NATS certainly has its quirks, but I can't recommend it highly enough if you need any sort of pub/sub or stream processing. It even has built-in key-value and object storage for when you need to store larger messages or content. I definitely prefer Jetstream to Kafka in pretty much every use case I can think of. At my current employer (https://cosmonic.com) we use NATS not only for wasmCloud, but we also stream log data and metrics and it keeps up with everything we throw at it with a very low footprint. Auth is kind of counterintuitive until you've spent some time with it, but NATS provides you with a ton of flexibility (docs here: https://docs.nats.io/running-a-nats-service/configuration/se...).

https://natsbyexample.com/ is a great resource, and can do a better job than I can in illustrating the various ways NATS can be used along with different deployment topologies.

32. no_cir+xS5[view] [source] 2023-07-24 04:35:12
>>Kinran+(OP)
TIBCO Rednezvous, https://www.tibco.com/products/tibco-rendezvous, is the first thing that came to my mind from previous experience in the financial industry working with real-time market data. Although I'm not sure if it has built-in KV support for dealing with large payloads like NATS does, TIBCO RV and their related software packages are worth checking out to see what an long time established commercial product offers. Which leads me to...

▶ [DIRECTION 1] Can you turn the paragraph of the NATS discussion that begins "NATS certainly has its quirks" into a short bulleted list that keeps its main facts?
▶ [DIRECTION 2] In the NATS discussion, what does the writer's current employer stream with NATS besides using it for wasmCloud?
▶ [DIRECTION 3] How would you carry on the NATS discussion from the point where it stops?
The lines are separate material with no connection to the NATS discussion.

▶ [SOURCE DATA]
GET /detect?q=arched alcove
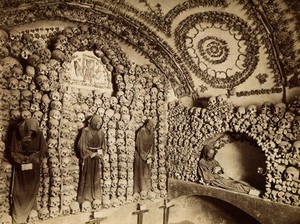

▶ [EXPECTED ANSWER 1]
- NATS has quirks but is highly recommended for pub/sub or stream processing.
- It has built-in key-value and object storage for larger messages or content.
- The writer prefers Jetstream to Kafka in nearly every use case.
- At the writer's employer (https://cosmonic.com), NATS is used for wasmCloud and for streaming log data and metrics, and it keeps up with a very low footprint.
- Auth is counterintuitive at first but offers a great deal of flexibility (docs: https://docs.nats.io/running-a-nats-service/configuration/se...).

▶ [EXPECTED ANSWER 2] Log data and metrics.

▶ [EXPECTED ANSWER 3]
... the protocol is text-based like HTTP with CR LF for field both for the client, https://docs.nats.io/reference/reference-protocols/nats-prot..., and cluster protocols, https://docs.nats.io/reference/reference-protocols/nats-serv... -- which means encoding overhead if your payloads are binary. So depending on your definition of performance, ymmv.

I really do not see how implementing an API across multiple languages is easier by making a new linefeed-based protocol, https://github.com/nats-io/nats-server/blob/0421c65c888bf381..., than just using code-generated JSON or gRPC (Protobuf or Flatbuffers). One could then write subscriptions/clustering algorithms in a protocol-neutral library.

35. jensne+rW5[view] [source] 2023-07-24 05:20:46
>>Kinran+(OP)
We've recently built an adapter for NATS KV so you can easily expose it through an HTTP-based GraphQL API. (https://docs.wundergraph.com/docs/databases/kv) We're also looking at supporting streams in the future.

What's great is that NATS is written in go and we can easily embed it for testing and dev purposes. Furthermore, Synadia makes it super easy to run NATS across multiple regions.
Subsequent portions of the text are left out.